## Problem to solve
In the movie review of "The Public Enemy," translate this sentence into Spanish: "When Nails is thrown from his horse and killed, Tom and Matt sensibly shoot the horse."

## Passage provided
===

8/10
An Original Ethnic Mobster.
12 October 2007
Warning: Spoilers
Compared to Mervyn LeRoy's "Little Caesar", "The Public Enemy" is a little more -- well, I don't want to use the word "sophisticated" because it's anything but that. It's more -- developmental. Yes, that's the word. Little Caesar's character begins and ends as an adult gangster. Tom Powers (Jimmy Cagney) is first introduced as a young boy, hanging around with his pal Matt Doyle (Edward Woods), being whupped for stealing by his policeman father. The stern old man uses a razor strap. Maybe today it looks like child abuse to some people but it was probably common enough at the time. My mother used to break Kochloevels over my back. In any case, such punishment did neither Tom Powers nor myself any good since we both turned out wicked.

Tom and Matt grow up into young men who are hoodlums in the employ of Puttynose, who teaches them the tricks of the trade, an Irish Fagin, but he breaks his promise and skips out on them when they need his help. Years later, an unforgiving Tom wreaks his revenge on the pathetic Puttynose. Then Tom and Matt are taken under the wing of Paddy Ryan, and finally Samuel "Nails" Nathan, both of whom treat our protagonists well. In fact, I rather liked Nails. He's cheerful, generous, and loyal. I mean, considering that he's a gangster, a thief, and a murderer. When Nails is thrown from his horse and killed, Tom and Matt sensibly shoot the horse. There's a sub-plot involving some dames the two guys pick up in a speakeasy. Matt marries his moll but Tom gets tired of his (Mae Clarke) and puts finito to their affair by shoving a grapefruit in her face. Mr. Nice Guy. Tom then meets Jean Harlow and she seems to fall for him, although his interest in her is rather more glandular than anything else. She doesn't make herself available in the sense that his other girl friends have and Tom is tearing his hair out, uttering hoarse, goaty cries: "A guy could go screwy from this." Her part is kind of small and Tom never does get it on with her. When a rival gang kills his friend Matt, Tom picks up two pistols, barges into the gang's hangout, and shoots it out with them, severely wounded in the process. He's visited in the hospital by his Ma, his moralistic brother, and his sister-in-law, and he asks them to forgive him. Doesn't do him any good. The rival gang kidnaps him from the hospital and delivers him to his home, full of new lead.

===

## Source material
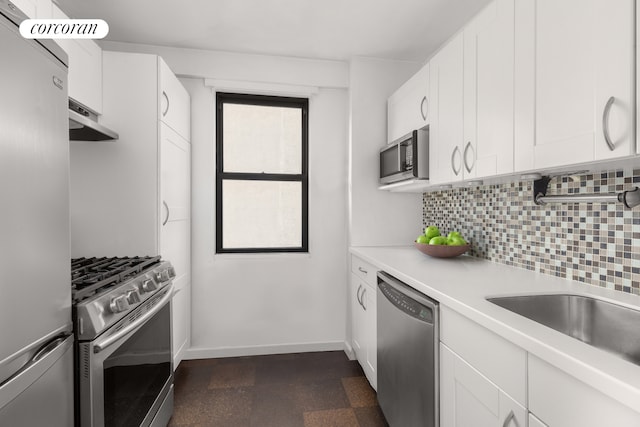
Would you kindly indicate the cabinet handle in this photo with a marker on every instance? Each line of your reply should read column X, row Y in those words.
column 166, row 110
column 453, row 155
column 605, row 123
column 510, row 417
column 167, row 208
column 464, row 157
column 424, row 108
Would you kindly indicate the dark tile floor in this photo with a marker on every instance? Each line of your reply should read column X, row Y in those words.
column 322, row 389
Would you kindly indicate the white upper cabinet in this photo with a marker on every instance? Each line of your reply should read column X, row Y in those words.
column 488, row 91
column 408, row 107
column 175, row 103
column 40, row 9
column 85, row 68
column 446, row 124
column 574, row 65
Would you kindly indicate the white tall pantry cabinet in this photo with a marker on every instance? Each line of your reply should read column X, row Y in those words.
column 574, row 81
column 132, row 196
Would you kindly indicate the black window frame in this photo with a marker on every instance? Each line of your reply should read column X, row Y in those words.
column 303, row 177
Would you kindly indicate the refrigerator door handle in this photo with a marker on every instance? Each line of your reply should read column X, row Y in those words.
column 40, row 363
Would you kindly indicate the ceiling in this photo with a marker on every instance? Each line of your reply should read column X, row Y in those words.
column 322, row 29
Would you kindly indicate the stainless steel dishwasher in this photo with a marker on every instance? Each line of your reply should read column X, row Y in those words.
column 407, row 323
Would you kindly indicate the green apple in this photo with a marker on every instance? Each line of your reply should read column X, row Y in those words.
column 454, row 234
column 431, row 232
column 422, row 239
column 456, row 241
column 438, row 240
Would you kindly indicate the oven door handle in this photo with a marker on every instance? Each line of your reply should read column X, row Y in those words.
column 100, row 345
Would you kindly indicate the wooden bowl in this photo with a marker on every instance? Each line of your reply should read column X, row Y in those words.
column 442, row 251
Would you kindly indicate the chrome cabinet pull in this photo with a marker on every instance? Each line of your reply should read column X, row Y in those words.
column 424, row 108
column 453, row 155
column 167, row 208
column 464, row 157
column 605, row 123
column 510, row 417
column 166, row 110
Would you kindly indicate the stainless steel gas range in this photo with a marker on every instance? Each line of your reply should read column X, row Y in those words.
column 122, row 324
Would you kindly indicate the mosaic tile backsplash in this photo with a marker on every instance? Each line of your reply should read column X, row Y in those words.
column 596, row 243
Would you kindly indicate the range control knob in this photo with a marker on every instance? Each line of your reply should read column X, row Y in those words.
column 164, row 276
column 148, row 286
column 133, row 297
column 119, row 304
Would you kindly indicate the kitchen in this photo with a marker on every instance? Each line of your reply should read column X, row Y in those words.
column 302, row 302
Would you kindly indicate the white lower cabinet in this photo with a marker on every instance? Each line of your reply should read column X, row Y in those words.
column 363, row 318
column 363, row 312
column 469, row 399
column 561, row 400
column 181, row 318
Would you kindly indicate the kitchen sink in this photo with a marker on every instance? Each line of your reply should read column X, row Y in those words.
column 599, row 323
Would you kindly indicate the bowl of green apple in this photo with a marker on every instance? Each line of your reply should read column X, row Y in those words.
column 437, row 245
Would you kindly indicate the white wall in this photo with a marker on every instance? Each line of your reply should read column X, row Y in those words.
column 252, row 304
column 376, row 217
column 259, row 304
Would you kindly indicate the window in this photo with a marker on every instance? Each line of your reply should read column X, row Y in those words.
column 261, row 173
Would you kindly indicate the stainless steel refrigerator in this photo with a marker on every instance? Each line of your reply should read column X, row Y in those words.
column 36, row 341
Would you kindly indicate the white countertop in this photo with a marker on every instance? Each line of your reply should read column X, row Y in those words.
column 463, row 283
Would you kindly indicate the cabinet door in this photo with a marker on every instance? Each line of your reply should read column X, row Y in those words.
column 370, row 333
column 582, row 57
column 40, row 9
column 175, row 189
column 535, row 422
column 357, row 322
column 488, row 91
column 468, row 399
column 408, row 107
column 446, row 125
column 181, row 322
column 175, row 103
column 581, row 405
column 85, row 68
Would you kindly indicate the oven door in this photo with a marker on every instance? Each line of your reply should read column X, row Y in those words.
column 126, row 374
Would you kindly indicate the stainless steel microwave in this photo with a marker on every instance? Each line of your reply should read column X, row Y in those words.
column 405, row 158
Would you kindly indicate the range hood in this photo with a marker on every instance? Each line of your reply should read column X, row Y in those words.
column 84, row 126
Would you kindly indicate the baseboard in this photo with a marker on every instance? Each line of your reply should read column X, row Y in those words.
column 212, row 353
column 348, row 349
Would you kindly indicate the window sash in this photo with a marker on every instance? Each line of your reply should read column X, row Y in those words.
column 221, row 175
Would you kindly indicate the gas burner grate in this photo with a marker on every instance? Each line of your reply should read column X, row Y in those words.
column 90, row 275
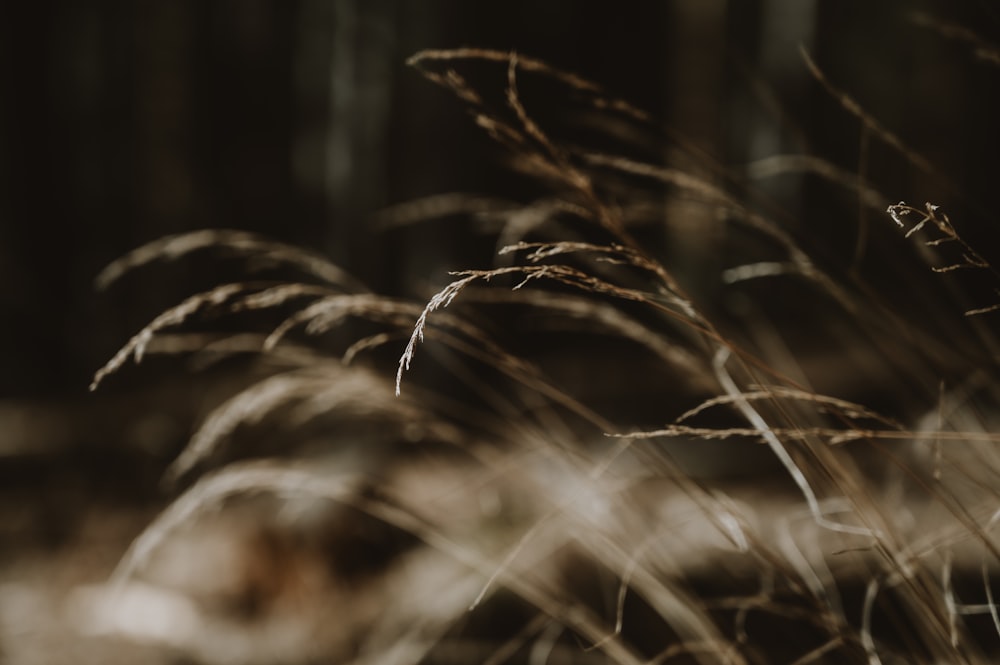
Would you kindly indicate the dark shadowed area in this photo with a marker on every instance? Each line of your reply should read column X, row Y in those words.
column 300, row 120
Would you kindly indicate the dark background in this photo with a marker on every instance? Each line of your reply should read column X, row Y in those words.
column 121, row 122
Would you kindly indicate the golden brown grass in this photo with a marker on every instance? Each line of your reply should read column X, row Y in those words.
column 549, row 531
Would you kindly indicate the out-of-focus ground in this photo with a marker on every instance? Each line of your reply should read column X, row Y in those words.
column 299, row 120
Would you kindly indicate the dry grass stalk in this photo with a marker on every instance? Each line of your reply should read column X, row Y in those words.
column 824, row 552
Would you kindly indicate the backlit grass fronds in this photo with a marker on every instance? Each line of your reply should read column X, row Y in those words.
column 931, row 220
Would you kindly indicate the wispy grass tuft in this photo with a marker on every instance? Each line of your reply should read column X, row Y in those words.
column 520, row 514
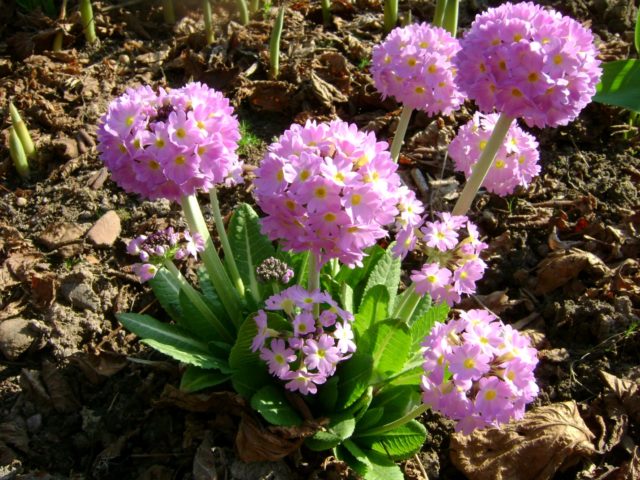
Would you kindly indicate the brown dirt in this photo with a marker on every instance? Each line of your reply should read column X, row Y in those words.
column 81, row 399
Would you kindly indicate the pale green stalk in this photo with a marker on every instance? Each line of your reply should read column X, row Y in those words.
column 229, row 259
column 401, row 130
column 198, row 302
column 16, row 150
column 22, row 131
column 390, row 15
column 88, row 23
column 244, row 11
column 438, row 16
column 208, row 23
column 450, row 21
column 326, row 12
column 168, row 12
column 214, row 266
column 59, row 38
column 274, row 44
column 483, row 165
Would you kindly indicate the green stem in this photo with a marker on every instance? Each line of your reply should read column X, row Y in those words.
column 229, row 259
column 208, row 23
column 21, row 130
column 396, row 423
column 198, row 302
column 390, row 15
column 16, row 151
column 410, row 300
column 168, row 12
column 326, row 12
column 244, row 11
column 274, row 44
column 214, row 266
column 450, row 21
column 401, row 131
column 438, row 16
column 483, row 165
column 88, row 23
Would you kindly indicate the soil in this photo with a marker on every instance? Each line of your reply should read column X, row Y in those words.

===

## Answer to this exercise
Cuando Nails sale despedido de su caballo y muere, Tom y Matt, con sensatez, le disparan al caballo.